Do this:
Which lines in the data below contain the string "Target"? Collect every one of them, and treat uppercase and lowercase letters as different.

Provided entries:
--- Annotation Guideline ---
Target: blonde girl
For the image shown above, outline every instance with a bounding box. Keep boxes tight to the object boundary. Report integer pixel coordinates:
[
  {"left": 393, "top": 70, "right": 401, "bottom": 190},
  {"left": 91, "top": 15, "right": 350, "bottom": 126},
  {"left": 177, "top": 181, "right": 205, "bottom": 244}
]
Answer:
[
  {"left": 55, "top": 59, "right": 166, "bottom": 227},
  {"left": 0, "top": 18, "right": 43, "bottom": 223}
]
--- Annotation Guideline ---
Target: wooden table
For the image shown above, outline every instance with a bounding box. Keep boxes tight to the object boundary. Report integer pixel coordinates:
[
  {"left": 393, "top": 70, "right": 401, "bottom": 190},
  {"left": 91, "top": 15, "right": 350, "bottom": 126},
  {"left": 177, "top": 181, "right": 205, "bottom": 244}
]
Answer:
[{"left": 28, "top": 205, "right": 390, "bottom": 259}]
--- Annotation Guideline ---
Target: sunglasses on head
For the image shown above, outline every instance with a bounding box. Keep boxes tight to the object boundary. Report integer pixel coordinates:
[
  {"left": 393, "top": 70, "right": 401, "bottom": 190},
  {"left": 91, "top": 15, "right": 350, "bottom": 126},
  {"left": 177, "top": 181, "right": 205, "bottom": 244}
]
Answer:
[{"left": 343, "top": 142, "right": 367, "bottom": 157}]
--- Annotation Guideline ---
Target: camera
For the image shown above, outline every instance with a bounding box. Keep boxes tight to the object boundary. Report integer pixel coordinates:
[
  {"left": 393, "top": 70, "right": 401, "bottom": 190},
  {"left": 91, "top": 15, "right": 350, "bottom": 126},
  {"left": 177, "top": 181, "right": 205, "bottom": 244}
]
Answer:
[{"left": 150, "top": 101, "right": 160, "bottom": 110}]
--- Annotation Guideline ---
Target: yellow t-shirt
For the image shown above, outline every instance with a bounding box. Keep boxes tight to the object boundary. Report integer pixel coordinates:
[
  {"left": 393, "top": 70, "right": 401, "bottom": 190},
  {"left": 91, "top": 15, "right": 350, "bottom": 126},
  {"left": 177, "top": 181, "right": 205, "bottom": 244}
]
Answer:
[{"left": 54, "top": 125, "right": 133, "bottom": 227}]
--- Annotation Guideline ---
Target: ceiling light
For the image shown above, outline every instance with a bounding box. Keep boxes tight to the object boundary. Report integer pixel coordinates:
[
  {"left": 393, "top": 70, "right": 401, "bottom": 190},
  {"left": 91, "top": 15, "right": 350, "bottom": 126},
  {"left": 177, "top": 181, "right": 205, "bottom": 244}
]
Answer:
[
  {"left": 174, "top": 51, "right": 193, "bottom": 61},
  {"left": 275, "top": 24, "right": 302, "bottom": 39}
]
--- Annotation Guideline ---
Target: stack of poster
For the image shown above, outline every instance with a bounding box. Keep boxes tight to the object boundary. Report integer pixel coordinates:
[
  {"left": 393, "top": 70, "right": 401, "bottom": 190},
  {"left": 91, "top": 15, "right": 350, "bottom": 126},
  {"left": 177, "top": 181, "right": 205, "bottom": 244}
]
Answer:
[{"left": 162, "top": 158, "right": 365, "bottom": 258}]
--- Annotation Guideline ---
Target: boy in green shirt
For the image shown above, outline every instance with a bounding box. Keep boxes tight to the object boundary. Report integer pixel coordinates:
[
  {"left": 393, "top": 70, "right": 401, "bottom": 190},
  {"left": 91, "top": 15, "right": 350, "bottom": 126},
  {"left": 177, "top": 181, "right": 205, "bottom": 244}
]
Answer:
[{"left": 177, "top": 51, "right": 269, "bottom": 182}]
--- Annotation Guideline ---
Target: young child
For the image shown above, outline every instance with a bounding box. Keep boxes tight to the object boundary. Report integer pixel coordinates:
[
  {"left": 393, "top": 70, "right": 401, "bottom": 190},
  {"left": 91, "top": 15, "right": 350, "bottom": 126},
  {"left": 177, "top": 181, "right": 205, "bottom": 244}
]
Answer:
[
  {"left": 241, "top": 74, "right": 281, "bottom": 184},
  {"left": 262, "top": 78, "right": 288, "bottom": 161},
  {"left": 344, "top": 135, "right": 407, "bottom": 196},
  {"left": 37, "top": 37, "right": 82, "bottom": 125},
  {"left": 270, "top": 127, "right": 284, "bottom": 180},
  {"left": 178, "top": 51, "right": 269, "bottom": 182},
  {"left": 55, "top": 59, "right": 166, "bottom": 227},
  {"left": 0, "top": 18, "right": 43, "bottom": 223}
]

Complete output:
Target: blonde girl
Target: wooden table
Target: sunglasses on head
Target: camera
Target: yellow t-shirt
Target: ceiling light
Target: stack of poster
Target: boy in green shirt
Target: young child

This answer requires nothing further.